Your ViewsKeep your e-mails pouring in, it's good to know that there are lots of you out there with views and opinions. To help you work out what is what, are now little icons to help you see biscuit related themes. And now you can see at a glance which are the most contested subjects via this graph (requires Flash 6.0 plugin). Please keep your mails coming in to nicey@nicecupofteaandasitdown.com | If you like, you can use this search thingy to find stuff that matches with any of the icons you pick, or use the fantastic free text search, Yay! | Your e-Mails |
Ley Halligan-Davis |
Dear Nicey,
As a recent convert to the nicecupofteaandasitdown.com I am just coming to grips with some of the stronger issues in the field. Today, after much thought I purchased for myself and my colleagues the above mentioned McVities Homebake, Chocolate Flapjacks. (Not cheap, but moderately edible). Due to the bourgeois nature of our eating establishment, (it's a bistro instead of a caf) the odd biscuit is generally quite odd and we have to make do with chocolate bars (OK in their place, preferably a lunch box belonging to a small, but discerning child, but no substitute for a biccie!).

Point annotation records:
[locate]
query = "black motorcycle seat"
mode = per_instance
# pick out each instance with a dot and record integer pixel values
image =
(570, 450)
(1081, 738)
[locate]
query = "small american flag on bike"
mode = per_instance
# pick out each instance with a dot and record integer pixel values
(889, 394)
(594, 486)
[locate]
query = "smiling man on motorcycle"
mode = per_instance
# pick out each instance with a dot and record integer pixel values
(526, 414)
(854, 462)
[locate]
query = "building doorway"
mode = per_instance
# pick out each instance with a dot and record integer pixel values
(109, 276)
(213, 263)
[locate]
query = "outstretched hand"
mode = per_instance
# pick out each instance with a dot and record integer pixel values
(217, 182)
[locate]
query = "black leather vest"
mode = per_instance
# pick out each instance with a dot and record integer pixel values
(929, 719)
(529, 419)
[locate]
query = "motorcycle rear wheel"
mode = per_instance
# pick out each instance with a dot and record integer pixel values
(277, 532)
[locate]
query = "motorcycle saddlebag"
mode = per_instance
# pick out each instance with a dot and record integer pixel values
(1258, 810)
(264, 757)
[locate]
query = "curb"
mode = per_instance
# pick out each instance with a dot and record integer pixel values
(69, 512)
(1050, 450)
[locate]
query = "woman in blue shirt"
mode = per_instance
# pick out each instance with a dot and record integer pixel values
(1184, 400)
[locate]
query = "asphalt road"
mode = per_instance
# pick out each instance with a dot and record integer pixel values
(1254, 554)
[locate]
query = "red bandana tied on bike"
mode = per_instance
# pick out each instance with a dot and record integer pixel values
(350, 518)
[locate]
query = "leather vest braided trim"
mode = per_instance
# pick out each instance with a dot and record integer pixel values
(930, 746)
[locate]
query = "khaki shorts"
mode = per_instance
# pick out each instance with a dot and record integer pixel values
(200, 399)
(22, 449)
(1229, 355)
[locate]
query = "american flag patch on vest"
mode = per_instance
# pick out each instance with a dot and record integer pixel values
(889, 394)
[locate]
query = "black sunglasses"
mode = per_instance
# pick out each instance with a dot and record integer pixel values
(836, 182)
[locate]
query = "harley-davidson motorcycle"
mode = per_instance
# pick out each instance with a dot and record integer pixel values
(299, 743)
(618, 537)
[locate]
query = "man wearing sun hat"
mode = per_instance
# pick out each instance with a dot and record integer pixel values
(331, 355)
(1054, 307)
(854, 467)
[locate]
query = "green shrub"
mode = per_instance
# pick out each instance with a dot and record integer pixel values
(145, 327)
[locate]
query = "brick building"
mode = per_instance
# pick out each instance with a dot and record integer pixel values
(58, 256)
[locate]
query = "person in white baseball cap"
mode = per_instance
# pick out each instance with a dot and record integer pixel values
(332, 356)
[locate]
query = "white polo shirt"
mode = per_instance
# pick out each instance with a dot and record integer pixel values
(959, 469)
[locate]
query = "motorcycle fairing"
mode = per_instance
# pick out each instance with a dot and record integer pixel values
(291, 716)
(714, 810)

Work to complete:
#1 What did the e-mail writer buy for themselves and their colleagues, according to the biscuit site excerpt?
#2 Can you shorten the paragraph of the biscuit site excerpt that begins "As a recent convert" while keeping its main facts?
#3 Proceed with the biscuit site excerpt, starting right after its last sentence.

Answer list:
#1 McVities Homebake Chocolate Flapjacks.

#2 New to nicecupofteaandasitdown.com, the writer bought McVities Homebake Chocolate Flapjacks for themselves and their colleagues; these were not cheap but moderately edible. Because their eating place is a bistro rather than a caf, the odd biscuit is seldom around, so they make do with chocolate bars, which are no substitute for a biscuit.

#3
We are now concerned that we have moved into an area in which we have little experience and could easily be lead astray. Please help us by identifying the niche of the pre-packaged flap jack.
Yours in excited anticipation. |
Nicey replies: Well, the flap jack is grouped in with cakes dispite its biscuit like ingredients. This is mainly due to the nature of its baking, as a large flattened mass, and its sheer size in comparison to biscuits.
I hope this helps.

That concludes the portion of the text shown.